### Selected excerpt
•••

- Born: 2001 (age 24–25) United States
- Education: University of Washington (BS)
- Occupations: AI researcher, entrepreneur
- Employer: Meta Platforms
- Known for: Vercept, Allen Institute for AI, Meta Superintelligence Lab
- Website: mattdeitke.com

= Matt Deitke =

American AI researcher and entrepreneur

Matt Deitke (born 2001) is an American artificial intelligence researcher and entrepreneur. As of August 2025, he works at Meta Platforms’s Superintelligence Lab, after accepting a $250 million employment offer, following earlier public attention around declining a $125 million offer from the same company. He is also known for his work at the Allen Institute for AI and as the co-founder of the AI startup Vercept.

==Early life and education==
Matt Deitke was born around 2001 in suburban Chicago, Illinois, United States. He developed an early interest in computer vision and AI technologies. Deitke enrolled in a Ph.D. program in Computer Science at the University of Washington, where he began research into embodied AI and machine learning, but ultimately dropped out to focus on industry research and entrepreneurship.

==Career==

===Allen Institute for AI===
After leaving academia, Deitke joined the Allen Institute for AI (AI2), based in Seattle, Washington, where he contributed to multimodal reasoning systems and vision-language models. There he was involved in the development of an AI chatbot named Molmo, a project that uses images, sound, and text.

•••

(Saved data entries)
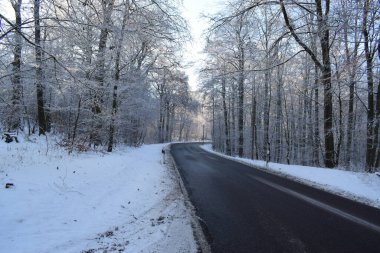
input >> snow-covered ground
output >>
[202,144,380,208]
[0,137,197,253]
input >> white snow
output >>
[202,144,380,208]
[0,137,197,253]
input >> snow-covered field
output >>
[202,144,380,208]
[0,137,197,253]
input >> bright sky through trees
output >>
[183,0,221,90]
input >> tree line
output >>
[201,0,380,172]
[0,0,198,151]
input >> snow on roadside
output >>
[201,144,380,208]
[0,138,196,253]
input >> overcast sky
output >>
[183,0,222,90]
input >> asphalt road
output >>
[171,144,380,253]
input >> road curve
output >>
[171,144,380,253]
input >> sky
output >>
[182,0,221,90]
[0,0,226,90]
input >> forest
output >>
[0,0,380,172]
[201,0,380,172]
[0,0,198,152]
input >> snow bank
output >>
[202,144,380,208]
[0,138,196,253]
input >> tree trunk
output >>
[34,0,46,135]
[222,78,231,155]
[363,0,377,173]
[238,45,245,157]
[107,2,129,152]
[8,0,22,129]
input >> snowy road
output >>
[172,144,380,253]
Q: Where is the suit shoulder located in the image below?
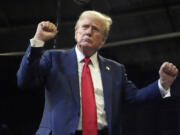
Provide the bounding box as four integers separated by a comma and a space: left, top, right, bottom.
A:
100, 56, 124, 67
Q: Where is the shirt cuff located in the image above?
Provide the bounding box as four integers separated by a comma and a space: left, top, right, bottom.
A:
158, 80, 171, 98
30, 38, 44, 47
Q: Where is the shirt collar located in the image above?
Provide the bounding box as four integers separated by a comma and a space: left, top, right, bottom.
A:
75, 45, 98, 66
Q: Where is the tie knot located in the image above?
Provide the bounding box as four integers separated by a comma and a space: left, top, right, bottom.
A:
84, 57, 91, 64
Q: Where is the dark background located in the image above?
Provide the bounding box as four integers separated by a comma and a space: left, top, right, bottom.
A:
0, 0, 180, 135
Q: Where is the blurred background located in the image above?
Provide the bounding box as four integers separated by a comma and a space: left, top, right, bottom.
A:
0, 0, 180, 135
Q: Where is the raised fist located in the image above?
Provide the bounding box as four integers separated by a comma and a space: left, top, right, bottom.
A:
159, 62, 179, 89
34, 21, 57, 42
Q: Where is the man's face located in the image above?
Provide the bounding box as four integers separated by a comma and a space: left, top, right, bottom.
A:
75, 17, 105, 53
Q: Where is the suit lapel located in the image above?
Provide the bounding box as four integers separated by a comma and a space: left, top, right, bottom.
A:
63, 48, 80, 110
99, 56, 112, 125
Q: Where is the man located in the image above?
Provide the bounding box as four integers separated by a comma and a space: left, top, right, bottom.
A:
17, 11, 178, 135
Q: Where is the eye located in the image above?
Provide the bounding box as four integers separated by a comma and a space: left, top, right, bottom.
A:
82, 25, 89, 29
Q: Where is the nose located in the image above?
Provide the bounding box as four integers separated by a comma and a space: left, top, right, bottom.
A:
86, 27, 93, 36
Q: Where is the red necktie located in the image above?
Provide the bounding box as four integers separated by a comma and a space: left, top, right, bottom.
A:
81, 58, 98, 135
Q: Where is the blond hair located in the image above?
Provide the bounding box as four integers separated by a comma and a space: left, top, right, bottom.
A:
75, 10, 112, 38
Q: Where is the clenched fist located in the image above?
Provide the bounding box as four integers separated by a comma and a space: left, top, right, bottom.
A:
34, 21, 57, 42
159, 62, 179, 89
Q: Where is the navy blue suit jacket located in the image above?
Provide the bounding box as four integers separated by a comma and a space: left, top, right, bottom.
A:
17, 46, 160, 135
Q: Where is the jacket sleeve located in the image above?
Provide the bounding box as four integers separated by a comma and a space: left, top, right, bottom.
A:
17, 46, 51, 89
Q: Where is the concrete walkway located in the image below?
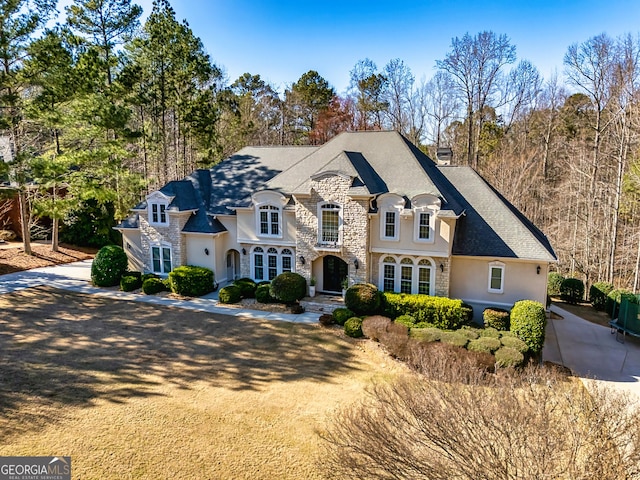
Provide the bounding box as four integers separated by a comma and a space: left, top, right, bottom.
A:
542, 305, 640, 398
0, 260, 320, 323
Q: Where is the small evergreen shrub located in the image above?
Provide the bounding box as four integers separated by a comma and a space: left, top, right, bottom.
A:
511, 300, 547, 355
255, 282, 276, 303
332, 307, 355, 325
362, 315, 391, 342
233, 278, 258, 298
142, 278, 167, 295
589, 282, 613, 311
467, 337, 502, 353
494, 347, 524, 368
394, 315, 416, 329
344, 283, 382, 315
383, 292, 465, 330
271, 272, 307, 303
482, 308, 509, 330
547, 272, 564, 297
218, 285, 242, 303
169, 265, 213, 297
91, 245, 129, 287
120, 274, 142, 292
500, 336, 529, 354
560, 278, 584, 305
440, 332, 469, 348
344, 317, 362, 338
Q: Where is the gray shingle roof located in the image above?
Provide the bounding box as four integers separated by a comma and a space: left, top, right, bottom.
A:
439, 167, 556, 261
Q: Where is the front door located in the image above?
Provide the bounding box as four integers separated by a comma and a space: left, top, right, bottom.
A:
322, 255, 349, 292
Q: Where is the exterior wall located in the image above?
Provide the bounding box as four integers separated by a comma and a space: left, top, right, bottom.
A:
450, 257, 549, 319
295, 175, 370, 290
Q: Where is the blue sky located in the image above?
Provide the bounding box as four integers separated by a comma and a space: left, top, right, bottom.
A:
65, 0, 640, 93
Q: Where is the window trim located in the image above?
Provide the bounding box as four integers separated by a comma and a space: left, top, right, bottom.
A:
487, 261, 506, 294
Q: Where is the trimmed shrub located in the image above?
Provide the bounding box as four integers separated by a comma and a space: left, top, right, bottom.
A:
270, 272, 307, 303
482, 308, 509, 330
494, 347, 524, 368
233, 278, 258, 298
142, 278, 167, 295
467, 337, 502, 353
362, 315, 391, 342
547, 272, 564, 297
383, 292, 465, 330
169, 265, 213, 297
500, 336, 529, 354
332, 307, 355, 325
606, 288, 637, 315
511, 300, 547, 354
344, 317, 362, 338
218, 285, 242, 303
409, 327, 442, 342
440, 332, 469, 348
344, 283, 382, 315
589, 282, 613, 311
91, 245, 129, 287
394, 315, 416, 329
120, 274, 142, 292
255, 282, 276, 303
560, 278, 584, 305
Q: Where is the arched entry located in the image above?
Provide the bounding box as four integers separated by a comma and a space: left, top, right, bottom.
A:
322, 255, 349, 293
227, 250, 240, 282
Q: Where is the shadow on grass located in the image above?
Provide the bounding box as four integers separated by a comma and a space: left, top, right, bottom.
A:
0, 287, 360, 439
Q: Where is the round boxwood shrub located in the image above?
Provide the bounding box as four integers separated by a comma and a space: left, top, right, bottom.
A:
344, 283, 382, 315
91, 245, 128, 287
256, 282, 276, 303
467, 337, 502, 353
482, 307, 509, 330
589, 282, 613, 311
511, 300, 547, 355
233, 278, 258, 298
560, 278, 584, 305
344, 317, 362, 338
547, 272, 564, 297
218, 285, 242, 303
142, 278, 167, 295
120, 274, 142, 292
500, 336, 529, 353
169, 265, 213, 297
271, 272, 307, 303
332, 307, 355, 325
394, 315, 416, 329
494, 347, 524, 367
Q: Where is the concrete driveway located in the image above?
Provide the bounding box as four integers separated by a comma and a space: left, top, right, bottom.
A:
542, 305, 640, 398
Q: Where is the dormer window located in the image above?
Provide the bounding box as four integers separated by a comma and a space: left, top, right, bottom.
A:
149, 202, 169, 225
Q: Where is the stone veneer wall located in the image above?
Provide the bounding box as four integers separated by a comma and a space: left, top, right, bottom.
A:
140, 212, 191, 272
296, 175, 369, 287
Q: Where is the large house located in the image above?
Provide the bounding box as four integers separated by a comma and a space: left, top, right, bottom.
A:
117, 132, 556, 312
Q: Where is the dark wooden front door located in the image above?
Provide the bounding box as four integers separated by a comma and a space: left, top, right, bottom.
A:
322, 255, 349, 292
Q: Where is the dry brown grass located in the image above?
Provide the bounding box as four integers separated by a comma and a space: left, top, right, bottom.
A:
0, 288, 405, 479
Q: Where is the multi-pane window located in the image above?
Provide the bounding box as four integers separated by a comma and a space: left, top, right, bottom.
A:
151, 245, 171, 274
319, 203, 342, 245
258, 205, 280, 236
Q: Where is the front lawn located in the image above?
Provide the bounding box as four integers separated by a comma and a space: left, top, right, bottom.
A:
0, 287, 405, 479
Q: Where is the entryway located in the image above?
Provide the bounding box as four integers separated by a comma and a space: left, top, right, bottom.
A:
322, 255, 349, 293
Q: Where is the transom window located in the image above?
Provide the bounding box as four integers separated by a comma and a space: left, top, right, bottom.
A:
258, 205, 281, 237
318, 203, 342, 245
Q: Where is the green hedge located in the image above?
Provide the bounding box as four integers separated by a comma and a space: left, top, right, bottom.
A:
589, 282, 613, 311
91, 245, 128, 287
382, 292, 465, 330
169, 265, 213, 297
511, 300, 547, 354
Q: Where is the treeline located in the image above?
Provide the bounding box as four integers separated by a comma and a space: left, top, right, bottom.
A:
0, 0, 640, 289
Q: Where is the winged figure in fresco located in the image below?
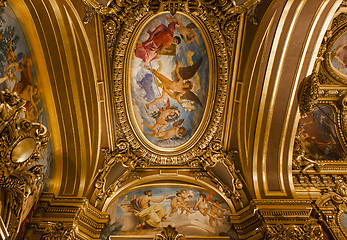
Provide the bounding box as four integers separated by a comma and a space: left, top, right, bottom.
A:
145, 119, 186, 140
146, 60, 203, 109
135, 15, 181, 63
174, 14, 200, 46
142, 99, 180, 132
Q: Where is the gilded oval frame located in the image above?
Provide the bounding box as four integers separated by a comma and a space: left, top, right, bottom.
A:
124, 12, 216, 154
113, 8, 229, 165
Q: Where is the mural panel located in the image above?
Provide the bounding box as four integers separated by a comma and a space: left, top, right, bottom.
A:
298, 105, 344, 160
0, 6, 51, 236
130, 13, 209, 148
331, 33, 347, 74
102, 188, 231, 239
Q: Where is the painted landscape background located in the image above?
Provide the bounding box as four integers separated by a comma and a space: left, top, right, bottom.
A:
131, 14, 209, 148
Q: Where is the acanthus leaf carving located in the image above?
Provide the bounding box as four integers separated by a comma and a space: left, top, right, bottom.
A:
188, 140, 243, 204
41, 222, 76, 240
265, 224, 323, 240
153, 225, 186, 240
0, 0, 7, 7
95, 138, 149, 201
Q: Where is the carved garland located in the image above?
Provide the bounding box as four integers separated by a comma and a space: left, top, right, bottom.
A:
265, 224, 323, 240
0, 0, 7, 7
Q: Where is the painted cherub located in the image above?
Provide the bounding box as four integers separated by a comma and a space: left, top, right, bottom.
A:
145, 119, 186, 140
142, 99, 180, 132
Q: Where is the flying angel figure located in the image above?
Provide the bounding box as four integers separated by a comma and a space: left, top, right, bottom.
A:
146, 60, 203, 109
145, 119, 186, 140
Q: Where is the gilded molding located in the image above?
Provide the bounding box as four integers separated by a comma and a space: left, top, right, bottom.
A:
25, 193, 109, 240
113, 1, 228, 165
41, 222, 76, 240
153, 225, 186, 240
265, 224, 323, 240
0, 0, 7, 7
298, 73, 318, 117
314, 180, 347, 240
188, 140, 243, 205
94, 138, 149, 201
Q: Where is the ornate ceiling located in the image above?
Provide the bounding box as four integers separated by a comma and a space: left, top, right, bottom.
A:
0, 0, 347, 239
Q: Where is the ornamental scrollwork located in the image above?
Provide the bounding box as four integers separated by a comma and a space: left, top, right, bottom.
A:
298, 73, 318, 117
314, 182, 347, 239
340, 95, 347, 141
0, 0, 7, 7
0, 90, 49, 234
188, 140, 243, 204
95, 138, 148, 201
265, 224, 323, 240
153, 225, 186, 240
41, 222, 76, 240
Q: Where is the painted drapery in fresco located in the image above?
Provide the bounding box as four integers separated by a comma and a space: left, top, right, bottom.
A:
131, 13, 209, 148
102, 188, 234, 239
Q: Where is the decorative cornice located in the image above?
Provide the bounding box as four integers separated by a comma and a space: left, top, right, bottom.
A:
26, 193, 109, 240
0, 0, 7, 7
41, 222, 76, 240
314, 180, 347, 240
298, 73, 318, 117
0, 90, 49, 237
153, 225, 186, 240
265, 224, 323, 240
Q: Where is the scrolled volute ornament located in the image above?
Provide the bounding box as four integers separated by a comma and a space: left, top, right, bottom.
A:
41, 222, 76, 240
0, 0, 7, 7
298, 73, 318, 117
265, 223, 323, 240
0, 90, 49, 236
153, 225, 186, 240
340, 94, 347, 137
94, 138, 149, 201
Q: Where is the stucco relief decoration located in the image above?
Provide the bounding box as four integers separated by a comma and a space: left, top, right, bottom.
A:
0, 4, 50, 238
323, 13, 347, 84
104, 1, 238, 165
102, 184, 231, 239
315, 180, 347, 239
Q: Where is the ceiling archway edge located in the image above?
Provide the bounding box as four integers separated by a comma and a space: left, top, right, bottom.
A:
238, 0, 341, 198
8, 0, 109, 196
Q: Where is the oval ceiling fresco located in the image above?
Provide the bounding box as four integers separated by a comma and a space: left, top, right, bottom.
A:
129, 13, 210, 149
331, 33, 347, 75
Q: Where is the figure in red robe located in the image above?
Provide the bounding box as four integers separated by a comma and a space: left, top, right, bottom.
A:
135, 21, 181, 63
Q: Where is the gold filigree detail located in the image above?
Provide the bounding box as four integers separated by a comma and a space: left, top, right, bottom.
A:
41, 222, 76, 240
314, 180, 347, 239
113, 6, 228, 165
0, 0, 7, 7
0, 90, 49, 234
153, 225, 186, 240
95, 138, 149, 201
266, 224, 323, 240
188, 140, 243, 205
298, 73, 318, 117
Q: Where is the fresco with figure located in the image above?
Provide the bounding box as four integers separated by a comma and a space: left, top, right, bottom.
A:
298, 104, 345, 160
130, 13, 209, 148
0, 6, 51, 239
102, 188, 231, 239
331, 33, 347, 74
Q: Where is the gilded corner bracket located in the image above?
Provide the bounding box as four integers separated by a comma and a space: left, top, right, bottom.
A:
153, 225, 186, 240
0, 0, 7, 7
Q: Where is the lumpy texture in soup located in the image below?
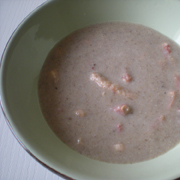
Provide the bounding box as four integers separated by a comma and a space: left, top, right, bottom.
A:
38, 22, 180, 163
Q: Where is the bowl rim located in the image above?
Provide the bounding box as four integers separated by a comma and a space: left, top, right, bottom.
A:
0, 0, 75, 180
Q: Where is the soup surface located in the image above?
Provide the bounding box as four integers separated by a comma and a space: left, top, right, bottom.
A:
38, 22, 180, 163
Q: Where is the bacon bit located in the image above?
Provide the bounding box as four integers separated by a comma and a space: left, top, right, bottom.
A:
117, 124, 122, 131
114, 104, 131, 116
90, 73, 112, 89
77, 138, 83, 144
50, 70, 57, 79
168, 91, 176, 108
122, 73, 132, 83
90, 73, 136, 99
114, 144, 124, 152
174, 75, 180, 90
162, 43, 171, 55
75, 109, 85, 117
158, 115, 165, 122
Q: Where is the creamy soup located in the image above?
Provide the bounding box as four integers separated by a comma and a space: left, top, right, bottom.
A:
38, 22, 180, 163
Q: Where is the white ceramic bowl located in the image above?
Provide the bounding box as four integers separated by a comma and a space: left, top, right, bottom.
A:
0, 0, 180, 180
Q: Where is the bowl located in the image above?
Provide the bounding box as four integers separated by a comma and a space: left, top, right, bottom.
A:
0, 0, 180, 180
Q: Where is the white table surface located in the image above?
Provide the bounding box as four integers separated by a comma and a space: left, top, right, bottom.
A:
0, 0, 62, 180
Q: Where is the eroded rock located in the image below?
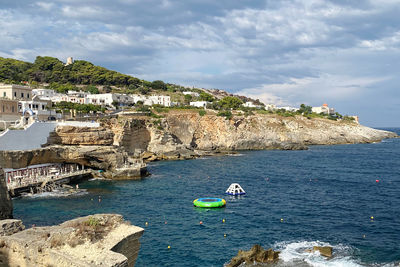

•••

### Work instruction 1
From the Matt Deitke biography, return the passage that begins at the words "American AI researcher" and stops after "AI startup Vercept.", copied word for word.
### Work instruction 2
List every field label in the summary block at the top of the Matt Deitke biography.
### Work instruction 3
Extend the Matt Deitke biography with a few more sentences, starting after its last sentence.
Nothing in the saved data entries is needed here.

### Written answer 1
American AI researcher and entrepreneur

Matt Deitke (born 2001) is an American artificial intelligence researcher and entrepreneur. As of August 2025, he works at Meta Platforms’s Superintelligence Lab, after accepting a $250 million employment offer, following earlier public attention around declining a $125 million offer from the same company. He is also known for his work at the Allen Institute for AI and as the co-founder of the AI startup Vercept.

### Written answer 2
Born, Education, Occupations, Employer, Known for, Website

### Written answer 3
===Vercept===
In November 2024, Deitke co-founded an AI startup called Vercept, which aimed to develop autonomous agents capable of performing open-ended tasks in real-world environments. Despite having only about ten employees at launch, the startup reportedly secured $16.5 million in venture capital funding.

===Meta Superintelligence Lab===
In mid-2025, Deitke received a job offer from Meta Platforms to join their Superintelligence Lab, initially worth $125 million. He declined the initial offer. After a personal meeting with Meta CEO Mark Zuckerberg, the offer was revised and doubled to a reported $250 million across four years. Deitke accepted the updated offer and officially joined Meta as a lead researcher within its Superintelligence Lab at age 24.

== Awards ==
Outstanding Paper Award at NeurIPS 2022.